- [Task brief]
Return all of the lines below exactly as they are.

#####

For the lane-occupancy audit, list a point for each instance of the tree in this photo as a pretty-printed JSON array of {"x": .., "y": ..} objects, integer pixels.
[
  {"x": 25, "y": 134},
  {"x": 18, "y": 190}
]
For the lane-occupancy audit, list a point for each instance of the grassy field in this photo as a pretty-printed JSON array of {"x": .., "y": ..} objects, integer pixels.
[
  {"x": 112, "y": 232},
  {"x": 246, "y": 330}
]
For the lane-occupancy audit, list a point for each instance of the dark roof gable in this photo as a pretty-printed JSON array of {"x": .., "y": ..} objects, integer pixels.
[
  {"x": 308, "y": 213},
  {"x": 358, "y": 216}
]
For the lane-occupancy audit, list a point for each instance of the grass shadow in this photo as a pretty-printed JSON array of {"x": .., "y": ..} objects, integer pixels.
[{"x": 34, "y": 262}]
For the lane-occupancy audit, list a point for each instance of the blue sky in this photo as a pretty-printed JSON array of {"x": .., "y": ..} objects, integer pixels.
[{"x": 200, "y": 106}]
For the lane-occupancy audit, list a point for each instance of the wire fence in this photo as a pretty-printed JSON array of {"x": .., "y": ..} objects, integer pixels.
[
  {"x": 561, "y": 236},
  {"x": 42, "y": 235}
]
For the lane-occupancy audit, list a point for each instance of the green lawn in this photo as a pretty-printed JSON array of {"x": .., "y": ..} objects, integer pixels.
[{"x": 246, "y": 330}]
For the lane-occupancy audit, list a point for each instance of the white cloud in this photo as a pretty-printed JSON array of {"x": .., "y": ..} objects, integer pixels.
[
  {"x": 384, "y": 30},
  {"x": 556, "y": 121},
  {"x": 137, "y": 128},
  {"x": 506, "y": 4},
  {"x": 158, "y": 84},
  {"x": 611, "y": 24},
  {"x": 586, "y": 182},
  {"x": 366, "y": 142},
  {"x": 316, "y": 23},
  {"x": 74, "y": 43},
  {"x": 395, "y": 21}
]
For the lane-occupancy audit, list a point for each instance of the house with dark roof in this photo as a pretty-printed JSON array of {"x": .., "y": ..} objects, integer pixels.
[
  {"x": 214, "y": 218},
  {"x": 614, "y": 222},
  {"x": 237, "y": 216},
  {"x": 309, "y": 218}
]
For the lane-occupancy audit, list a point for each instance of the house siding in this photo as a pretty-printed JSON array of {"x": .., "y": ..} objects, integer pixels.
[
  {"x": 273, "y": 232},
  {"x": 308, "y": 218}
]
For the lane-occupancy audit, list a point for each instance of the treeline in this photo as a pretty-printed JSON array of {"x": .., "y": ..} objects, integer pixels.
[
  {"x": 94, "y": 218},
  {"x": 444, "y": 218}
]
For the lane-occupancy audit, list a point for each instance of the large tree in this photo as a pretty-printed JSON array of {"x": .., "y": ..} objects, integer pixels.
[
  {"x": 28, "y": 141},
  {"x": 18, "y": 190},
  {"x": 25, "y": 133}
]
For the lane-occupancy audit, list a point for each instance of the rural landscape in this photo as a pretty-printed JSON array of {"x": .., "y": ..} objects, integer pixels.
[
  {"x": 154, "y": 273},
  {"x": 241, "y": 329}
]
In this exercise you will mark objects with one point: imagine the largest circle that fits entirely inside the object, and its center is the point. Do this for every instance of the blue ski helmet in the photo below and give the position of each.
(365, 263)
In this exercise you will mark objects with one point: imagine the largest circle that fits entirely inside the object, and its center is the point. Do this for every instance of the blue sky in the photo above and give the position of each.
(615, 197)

#####

- [Completed exercise]
For the lane-occupancy audit, list a point for each instance of the tree in this photo as a pretty-printed JSON array of {"x": .., "y": ..} objects, integer pixels.
[
  {"x": 25, "y": 134},
  {"x": 18, "y": 190}
]
For the lane-occupancy audit, list a point for each instance of the grassy field in this photo as a pretty-printed JSON array of {"x": .., "y": ..} objects, integer pixels.
[
  {"x": 112, "y": 232},
  {"x": 246, "y": 330}
]
For the lane-occupancy audit, list a point for each instance of the dark roof gable in this photo as a pretty-printed JSON array of {"x": .., "y": ..} objects, integer pixels.
[
  {"x": 308, "y": 213},
  {"x": 358, "y": 216}
]
For the lane-occupancy audit, list a point for each instance of the grass shadow in this photo as a pretty-printed JSON array of {"x": .., "y": ..} objects, integer pixels.
[{"x": 34, "y": 262}]
For the lane-occupancy audit, list a point for each instance of the blue sky in this photo as a pretty-printed JSON array of {"x": .., "y": ..} objects, integer pixels.
[{"x": 200, "y": 106}]
For the lane-occupancy audit, list a point for each instance of the wire fence in this photo as a pretty-printed JSON array of {"x": .., "y": ..} objects, integer pixels.
[
  {"x": 561, "y": 236},
  {"x": 42, "y": 235}
]
For the lane-occupancy audit, list a point for each instance of the green lawn in this photo as a pretty-printed JSON array of {"x": .., "y": ..} objects, integer pixels.
[{"x": 246, "y": 330}]
For the lane-occupancy audit, list a point for each instance of the white cloud in this photo as a pretty-printed JSON array of {"x": .., "y": ..} objects, integer pixels.
[
  {"x": 384, "y": 30},
  {"x": 556, "y": 121},
  {"x": 137, "y": 128},
  {"x": 506, "y": 4},
  {"x": 158, "y": 84},
  {"x": 611, "y": 24},
  {"x": 586, "y": 182},
  {"x": 366, "y": 142},
  {"x": 316, "y": 23},
  {"x": 74, "y": 43},
  {"x": 395, "y": 21}
]
For the lane-occupancy audit, list a point for each instance of the house with dark roof in this photo as a pretty-printed JSON array of {"x": .., "y": ..} objects, integer pixels.
[
  {"x": 214, "y": 218},
  {"x": 614, "y": 222},
  {"x": 237, "y": 216},
  {"x": 309, "y": 218}
]
For the lane-occupancy audit, list a point for each instance of the house siding in this photo as a pretty-printed JSON array of {"x": .., "y": ..} objects, integer pixels.
[
  {"x": 273, "y": 232},
  {"x": 308, "y": 218}
]
For the lane-occupancy audit, list a point for each instance of the treeline in this photo as a pretty-printed JSON array of {"x": .., "y": ..} objects, integer pixels.
[
  {"x": 94, "y": 218},
  {"x": 444, "y": 218}
]
For the lane-occupancy audit, list a point for each instance of the large tree in this photo as a pretty-printed JSON array of {"x": .., "y": ..} objects, integer pixels.
[
  {"x": 28, "y": 141},
  {"x": 18, "y": 190},
  {"x": 25, "y": 133}
]
For the lane-occupancy audit, list a point for each instance of the rural landscape in this photo as a pretty-printed JSON array of {"x": .., "y": ..} objects, integer pixels.
[
  {"x": 154, "y": 273},
  {"x": 241, "y": 329}
]
In this exercise you will mark objects with one point: imagine the largest circle that fits entirely inside the object, and its center is the point. Do this for every instance of the blue ski helmet in the photo below and give the position of each.
(365, 263)
In this exercise you will mark objects with one point: imagine the largest circle that fits entirely inside the object, and its center is the point. Do this for every instance of the blue sky in the photo above and give the position of each.
(615, 197)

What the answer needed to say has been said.